WHAT TO WORK ON: Give every line of all the entries below as a numbered list, leaving out the blank lines.

[Excerpts of labeled region data]

....................

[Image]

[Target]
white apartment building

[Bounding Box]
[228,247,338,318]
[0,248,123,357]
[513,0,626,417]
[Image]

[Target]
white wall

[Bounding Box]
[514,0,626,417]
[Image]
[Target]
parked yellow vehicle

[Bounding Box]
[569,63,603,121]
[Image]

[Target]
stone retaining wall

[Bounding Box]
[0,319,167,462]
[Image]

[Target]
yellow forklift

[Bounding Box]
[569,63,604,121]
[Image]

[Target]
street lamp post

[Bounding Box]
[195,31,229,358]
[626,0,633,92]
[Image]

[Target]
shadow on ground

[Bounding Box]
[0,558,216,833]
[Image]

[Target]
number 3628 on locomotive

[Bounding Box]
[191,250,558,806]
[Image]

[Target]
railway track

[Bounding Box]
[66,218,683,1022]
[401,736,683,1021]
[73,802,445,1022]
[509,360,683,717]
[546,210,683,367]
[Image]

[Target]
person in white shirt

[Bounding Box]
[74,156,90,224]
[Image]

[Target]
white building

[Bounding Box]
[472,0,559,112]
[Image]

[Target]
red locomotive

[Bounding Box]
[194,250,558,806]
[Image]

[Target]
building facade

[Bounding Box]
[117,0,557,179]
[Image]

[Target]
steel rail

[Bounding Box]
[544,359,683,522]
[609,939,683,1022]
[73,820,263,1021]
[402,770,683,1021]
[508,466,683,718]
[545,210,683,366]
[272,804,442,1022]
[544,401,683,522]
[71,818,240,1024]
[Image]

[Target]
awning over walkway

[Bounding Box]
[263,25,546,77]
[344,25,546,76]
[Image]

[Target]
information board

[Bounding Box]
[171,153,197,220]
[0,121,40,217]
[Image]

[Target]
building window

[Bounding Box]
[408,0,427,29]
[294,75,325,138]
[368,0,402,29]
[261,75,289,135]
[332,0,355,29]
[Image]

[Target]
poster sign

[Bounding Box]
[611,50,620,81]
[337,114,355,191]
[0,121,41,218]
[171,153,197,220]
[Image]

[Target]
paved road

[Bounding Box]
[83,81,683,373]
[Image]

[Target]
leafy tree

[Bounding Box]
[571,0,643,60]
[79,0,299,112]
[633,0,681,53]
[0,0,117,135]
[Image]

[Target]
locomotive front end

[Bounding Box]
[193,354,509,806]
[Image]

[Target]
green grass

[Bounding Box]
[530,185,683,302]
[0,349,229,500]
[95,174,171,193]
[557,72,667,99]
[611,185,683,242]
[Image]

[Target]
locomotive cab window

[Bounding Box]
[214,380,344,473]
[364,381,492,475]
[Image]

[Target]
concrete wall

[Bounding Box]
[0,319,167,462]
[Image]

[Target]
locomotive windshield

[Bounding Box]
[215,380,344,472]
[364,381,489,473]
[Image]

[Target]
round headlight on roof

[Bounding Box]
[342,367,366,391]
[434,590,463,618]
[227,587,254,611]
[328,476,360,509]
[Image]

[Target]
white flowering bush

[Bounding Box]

....................

TASK OUTPUT:
1. [Image]
2. [Target]
3. white apartment building
4. [Bounding Box]
5. [228,247,338,318]
6. [0,248,123,357]
7. [513,0,626,417]
8. [Image]
9. [Target]
10. white wall
11. [Bounding Box]
12. [514,0,626,417]
13. [Image]
14. [Target]
15. parked yellow vehicle
16. [Bounding Box]
17. [569,63,603,121]
18. [Image]
19. [Target]
20. stone retaining wall
21. [Bounding Box]
22. [0,319,167,462]
23. [Image]
24. [Target]
25. yellow forklift
26. [Bounding Box]
27. [569,63,604,121]
28. [Image]
29. [Target]
30. street lamp post
31. [Bounding Box]
32. [195,31,229,358]
33. [626,0,633,92]
34. [Image]
35. [Target]
36. shadow on ground
37. [Bounding Box]
38. [0,558,216,833]
39. [Image]
40. [Target]
41. number 3628 on locomotive
42. [Bounding Box]
43. [191,250,558,806]
44. [Image]
45. [Target]
46. railway track
47. [Bounding Box]
48. [66,218,683,1022]
49. [401,736,683,1021]
50. [73,802,445,1022]
51. [509,360,683,717]
52. [546,210,683,367]
53. [Image]
54. [Target]
55. person in white shirt
56. [Bounding Box]
57. [74,156,90,224]
58. [Image]
59. [Target]
60. white building
61. [Bounding Box]
62. [472,0,559,112]
63. [Image]
64. [Target]
65. red locomotive
66. [Bounding Box]
67. [194,250,558,806]
68. [Image]
69. [Target]
70. building facade
71. [Bounding Box]
72. [117,0,557,179]
73. [Image]
74. [Target]
75. steel rail
76. [Bounding Box]
77. [544,359,683,522]
78. [609,939,683,1022]
79. [73,820,263,1021]
80. [402,770,683,1021]
81. [508,466,683,718]
82. [545,210,683,366]
83. [272,804,442,1022]
84. [544,401,683,522]
85. [71,818,240,1024]
86. [Image]
87. [Target]
88. awning over walkway
89. [Bounding Box]
90. [263,25,546,77]
91. [344,25,546,76]
92. [Image]
93. [Target]
94. information board
95. [Bounding Box]
96. [171,153,197,220]
97. [0,121,40,217]
98. [Image]
99. [Target]
100. building window
101. [Bounding Box]
102. [408,0,427,29]
103. [294,75,325,138]
104. [368,0,402,29]
105. [261,75,289,135]
106. [332,0,355,29]
107. [Image]
108. [Target]
109. poster sign
110. [Bounding Box]
111. [611,50,620,81]
112. [337,114,355,191]
113. [0,121,41,218]
114. [171,153,197,220]
115. [Image]
116. [Target]
117. paved road
118. [Bounding Box]
119. [83,81,683,373]
120. [Image]
121. [Target]
122. leafy tree
123. [Bounding Box]
124. [571,0,643,60]
125. [79,0,299,112]
126. [633,0,681,53]
127. [0,0,117,135]
128. [Image]
129. [Target]
130. locomotive front end
131. [Bounding Box]
132. [193,354,509,806]
133. [Image]
134. [Target]
135. green grass
136. [Bounding Box]
137. [530,185,683,302]
138. [0,349,229,500]
139. [95,174,171,193]
140. [557,72,667,99]
141. [611,185,683,242]
142. [Image]
143. [Target]
144. locomotive cab window
145. [Bounding Box]
146. [214,380,344,473]
147. [364,381,492,475]
148. [Image]
149. [Target]
150. concrete wall
151. [Bounding Box]
152. [0,319,167,462]
153. [Image]
154. [Target]
155. locomotive windshield
156. [Bounding Box]
157. [215,380,344,472]
158. [364,381,489,473]
159. [Image]
160. [Target]
161. round headlight on roof
162. [Bounding Box]
163. [342,367,366,391]
164. [434,590,463,618]
165. [227,587,254,611]
166. [328,476,360,509]
167. [Image]
168. [Target]
169. white flowering bush
170. [Bounding Box]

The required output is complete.